Source material:

__________________________________________________

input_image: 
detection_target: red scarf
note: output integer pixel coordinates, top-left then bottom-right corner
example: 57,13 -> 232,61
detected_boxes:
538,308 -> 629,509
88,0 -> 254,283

__________________________________________________

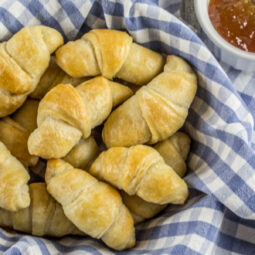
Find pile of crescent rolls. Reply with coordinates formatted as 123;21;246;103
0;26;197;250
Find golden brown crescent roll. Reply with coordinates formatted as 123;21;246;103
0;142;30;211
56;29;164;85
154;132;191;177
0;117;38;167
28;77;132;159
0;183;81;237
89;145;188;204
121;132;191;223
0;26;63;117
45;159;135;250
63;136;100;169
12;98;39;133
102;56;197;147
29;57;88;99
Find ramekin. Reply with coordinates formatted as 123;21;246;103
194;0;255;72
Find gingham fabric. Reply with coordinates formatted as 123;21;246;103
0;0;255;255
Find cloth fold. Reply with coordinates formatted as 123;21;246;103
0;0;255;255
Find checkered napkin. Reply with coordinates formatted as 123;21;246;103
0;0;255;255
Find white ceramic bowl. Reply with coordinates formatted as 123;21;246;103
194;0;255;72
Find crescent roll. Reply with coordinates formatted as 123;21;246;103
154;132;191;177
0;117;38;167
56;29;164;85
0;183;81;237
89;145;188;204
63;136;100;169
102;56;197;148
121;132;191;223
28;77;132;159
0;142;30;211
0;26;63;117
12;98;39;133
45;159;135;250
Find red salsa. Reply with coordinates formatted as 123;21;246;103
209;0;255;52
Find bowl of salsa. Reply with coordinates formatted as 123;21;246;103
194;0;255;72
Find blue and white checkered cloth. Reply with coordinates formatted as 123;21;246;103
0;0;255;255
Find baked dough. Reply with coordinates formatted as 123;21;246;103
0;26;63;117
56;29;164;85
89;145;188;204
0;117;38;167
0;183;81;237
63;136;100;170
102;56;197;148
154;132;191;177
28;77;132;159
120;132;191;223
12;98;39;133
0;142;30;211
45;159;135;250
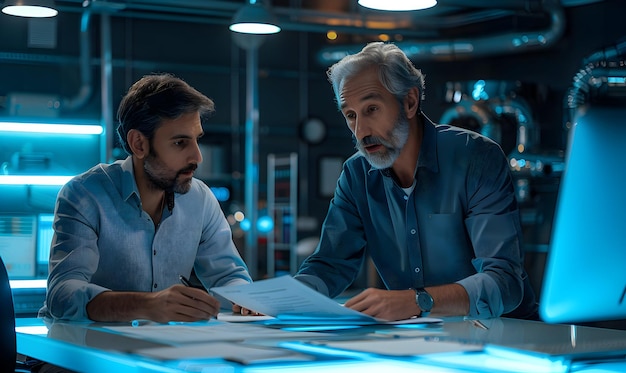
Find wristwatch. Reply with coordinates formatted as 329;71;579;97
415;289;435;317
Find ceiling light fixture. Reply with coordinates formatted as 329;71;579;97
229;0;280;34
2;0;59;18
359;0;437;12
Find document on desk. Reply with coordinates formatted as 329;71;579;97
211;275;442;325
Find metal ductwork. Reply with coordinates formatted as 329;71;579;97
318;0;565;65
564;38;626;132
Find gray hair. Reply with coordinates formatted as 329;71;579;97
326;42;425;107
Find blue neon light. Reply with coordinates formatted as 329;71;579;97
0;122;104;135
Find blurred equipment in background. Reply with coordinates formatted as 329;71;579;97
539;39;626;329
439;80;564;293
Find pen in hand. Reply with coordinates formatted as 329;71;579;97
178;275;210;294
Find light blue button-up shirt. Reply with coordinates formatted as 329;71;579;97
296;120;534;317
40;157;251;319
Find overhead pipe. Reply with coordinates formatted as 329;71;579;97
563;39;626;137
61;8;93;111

__________________________________________________

Problem statement: Output the stretch from the line that contains "Find gray hair." through the line that contains "61;8;93;111" as a JSON list of strings, one string per line, with blank lines left out.

Answer for the task:
[
  "Find gray hair. Reply with coordinates formatted as 329;71;579;97",
  "326;42;425;107",
  "Find blue neon light. Reply with coordinates formatted as 329;71;579;97",
  "0;122;104;135",
  "Find blurred equipment in background. Reply with coordinates formatted as 329;71;579;97",
  "539;39;626;329",
  "439;80;564;293",
  "Find pen in hand. Reply with coordinates formatted as 329;71;579;97",
  "178;275;210;294",
  "Find light blue button-up shirt. Reply with coordinates formatted as 329;71;579;97",
  "296;120;534;317",
  "40;157;251;319",
  "Find overhead pipe. Reply with coordinates formatted as 329;71;579;97",
  "563;39;626;137",
  "61;8;93;111"
]